Please quote the lines of the material below from the line with "# target: <item>stone retaining wall</item>" to the line with "119], [70, 118]]", keeping both of those lines and copying every character unchanged.
--- start of MATERIAL TO PROCESS ---
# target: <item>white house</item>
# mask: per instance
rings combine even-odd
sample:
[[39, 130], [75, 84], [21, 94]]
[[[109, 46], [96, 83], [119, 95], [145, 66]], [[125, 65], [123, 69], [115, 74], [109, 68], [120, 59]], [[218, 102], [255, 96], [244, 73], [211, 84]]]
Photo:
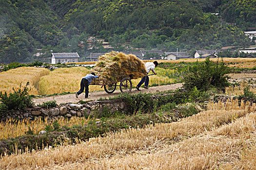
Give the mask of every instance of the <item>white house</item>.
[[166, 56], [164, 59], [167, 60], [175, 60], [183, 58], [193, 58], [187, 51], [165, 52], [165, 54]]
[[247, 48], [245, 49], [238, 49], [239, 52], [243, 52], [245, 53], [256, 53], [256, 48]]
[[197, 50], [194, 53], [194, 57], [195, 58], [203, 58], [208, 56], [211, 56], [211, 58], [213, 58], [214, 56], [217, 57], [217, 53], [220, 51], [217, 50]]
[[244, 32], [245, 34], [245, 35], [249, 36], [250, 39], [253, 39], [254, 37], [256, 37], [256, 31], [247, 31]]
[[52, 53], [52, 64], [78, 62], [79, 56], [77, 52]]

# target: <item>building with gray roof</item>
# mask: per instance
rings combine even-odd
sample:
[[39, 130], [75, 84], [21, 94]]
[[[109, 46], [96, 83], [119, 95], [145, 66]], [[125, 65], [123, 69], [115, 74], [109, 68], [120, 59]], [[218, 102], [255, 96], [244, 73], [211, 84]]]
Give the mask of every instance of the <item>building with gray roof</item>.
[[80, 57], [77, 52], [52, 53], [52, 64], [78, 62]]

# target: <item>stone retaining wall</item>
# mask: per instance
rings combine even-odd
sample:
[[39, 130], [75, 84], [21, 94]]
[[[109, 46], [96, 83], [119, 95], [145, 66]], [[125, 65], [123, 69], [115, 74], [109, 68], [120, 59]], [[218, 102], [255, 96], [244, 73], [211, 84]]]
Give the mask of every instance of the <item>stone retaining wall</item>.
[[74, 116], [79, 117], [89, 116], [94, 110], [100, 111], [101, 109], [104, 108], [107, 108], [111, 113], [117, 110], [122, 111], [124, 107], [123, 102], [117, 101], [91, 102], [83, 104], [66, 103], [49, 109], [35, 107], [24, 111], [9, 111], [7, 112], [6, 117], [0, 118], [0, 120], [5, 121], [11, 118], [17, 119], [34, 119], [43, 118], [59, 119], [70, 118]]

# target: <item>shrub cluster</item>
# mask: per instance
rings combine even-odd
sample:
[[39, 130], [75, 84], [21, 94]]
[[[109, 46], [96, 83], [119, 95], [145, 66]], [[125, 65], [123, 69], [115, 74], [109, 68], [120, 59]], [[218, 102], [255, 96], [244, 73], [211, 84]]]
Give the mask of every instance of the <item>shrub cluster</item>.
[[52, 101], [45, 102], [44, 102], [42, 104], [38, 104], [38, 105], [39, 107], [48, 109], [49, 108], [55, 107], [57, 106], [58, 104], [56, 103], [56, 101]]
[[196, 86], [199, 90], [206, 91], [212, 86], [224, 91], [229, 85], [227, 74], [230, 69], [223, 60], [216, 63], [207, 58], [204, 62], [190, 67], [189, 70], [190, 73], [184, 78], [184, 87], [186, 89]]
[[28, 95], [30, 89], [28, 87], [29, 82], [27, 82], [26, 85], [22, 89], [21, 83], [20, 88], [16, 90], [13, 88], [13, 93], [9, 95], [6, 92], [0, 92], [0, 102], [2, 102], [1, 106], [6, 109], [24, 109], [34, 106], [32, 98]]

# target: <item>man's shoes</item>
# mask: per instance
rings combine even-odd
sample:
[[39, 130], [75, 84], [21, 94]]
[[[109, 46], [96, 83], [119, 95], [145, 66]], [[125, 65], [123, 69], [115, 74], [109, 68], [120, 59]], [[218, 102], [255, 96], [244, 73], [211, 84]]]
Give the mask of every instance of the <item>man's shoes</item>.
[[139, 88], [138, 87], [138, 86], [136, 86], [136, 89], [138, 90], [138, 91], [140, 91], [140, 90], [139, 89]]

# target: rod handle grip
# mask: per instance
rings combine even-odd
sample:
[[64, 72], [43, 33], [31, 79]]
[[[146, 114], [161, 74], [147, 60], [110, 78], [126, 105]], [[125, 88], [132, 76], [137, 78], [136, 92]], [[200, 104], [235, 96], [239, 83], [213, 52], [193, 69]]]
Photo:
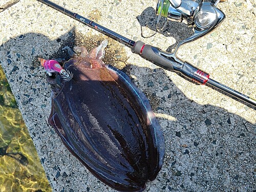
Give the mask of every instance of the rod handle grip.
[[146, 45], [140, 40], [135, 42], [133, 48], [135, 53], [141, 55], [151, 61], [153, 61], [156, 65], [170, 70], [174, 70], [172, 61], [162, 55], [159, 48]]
--- end of MATERIAL TO PROCESS ---
**EXERCISE SOLUTION**
# target: <item>stone retaining wall</item>
# mask: per instance
rings combine even-odd
sample:
[[39, 130], [75, 84], [21, 94]]
[[[109, 46], [96, 83], [119, 95], [145, 66]], [[125, 65], [123, 69], [115, 74], [109, 68], [120, 59]], [[218, 102], [255, 96], [244, 73], [211, 84]]]
Give the mask of every instance of the <item>stone retaining wall</item>.
[[74, 116], [79, 117], [89, 116], [94, 110], [100, 111], [101, 109], [104, 108], [107, 108], [111, 113], [117, 110], [122, 111], [124, 107], [123, 102], [117, 101], [91, 102], [83, 104], [66, 103], [49, 109], [35, 107], [24, 111], [9, 111], [7, 112], [6, 117], [0, 118], [0, 120], [5, 121], [11, 118], [17, 119], [34, 119], [43, 118], [59, 119], [70, 118]]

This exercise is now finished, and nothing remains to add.